→ DATA TO PROCESS:
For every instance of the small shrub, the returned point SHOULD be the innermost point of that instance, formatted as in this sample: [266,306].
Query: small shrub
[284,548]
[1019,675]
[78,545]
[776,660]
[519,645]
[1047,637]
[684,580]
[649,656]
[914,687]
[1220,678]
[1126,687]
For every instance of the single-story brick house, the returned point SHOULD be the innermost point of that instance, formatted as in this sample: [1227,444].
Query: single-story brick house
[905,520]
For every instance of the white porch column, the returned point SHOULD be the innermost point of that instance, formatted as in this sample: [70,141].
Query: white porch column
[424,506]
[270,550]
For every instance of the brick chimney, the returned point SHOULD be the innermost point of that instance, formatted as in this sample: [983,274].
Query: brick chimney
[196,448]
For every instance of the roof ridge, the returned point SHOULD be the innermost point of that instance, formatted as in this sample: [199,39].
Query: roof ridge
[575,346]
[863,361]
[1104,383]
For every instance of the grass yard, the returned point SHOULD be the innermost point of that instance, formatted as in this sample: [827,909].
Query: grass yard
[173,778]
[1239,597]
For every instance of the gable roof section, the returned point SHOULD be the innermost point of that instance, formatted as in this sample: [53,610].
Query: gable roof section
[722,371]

→ TASK DESCRIPTION:
Would you please repeat the entire listing, line for line?

→ RESPONSE BELOW:
For every instance of the small shrub, the returned point SHOULD be the innermost point of that instance, formatted as in this sample: [266,306].
Query: small shrub
[284,548]
[1019,675]
[78,545]
[776,660]
[519,645]
[1047,637]
[684,580]
[649,656]
[914,687]
[1220,678]
[1126,687]
For every instance of the single-story brick house, the returned point SHOULD be the innermost point of that instance, formatted as in this sample: [1227,444].
Query: single-story brick house
[905,520]
For every instance of the white porch column, the returned point SHOULD be the innermost point of that instance, formatted as in this sample: [70,141].
Query: white porch column
[424,506]
[270,550]
For every instance of the brick chimney, the returned point SHOULD be the innermost point of that instance, formatted as in this sample: [983,274].
Query: brick chimney
[196,448]
For every instance of the roof ridge, the returned point SHOULD be the innermost point of that instance, formatted as in this sample: [199,39].
Query: roof ridge
[575,346]
[863,361]
[1104,383]
For every instance of the grass yard, the returned point SHOULD be the innermost point of that instance, formatted as in this sample: [827,909].
Query: grass yard
[173,778]
[1239,597]
For every instance of the gable roof section, the returned point SHOULD be the innermost point of that instance, formatted as in this sample: [53,610].
Query: gable roof section
[722,371]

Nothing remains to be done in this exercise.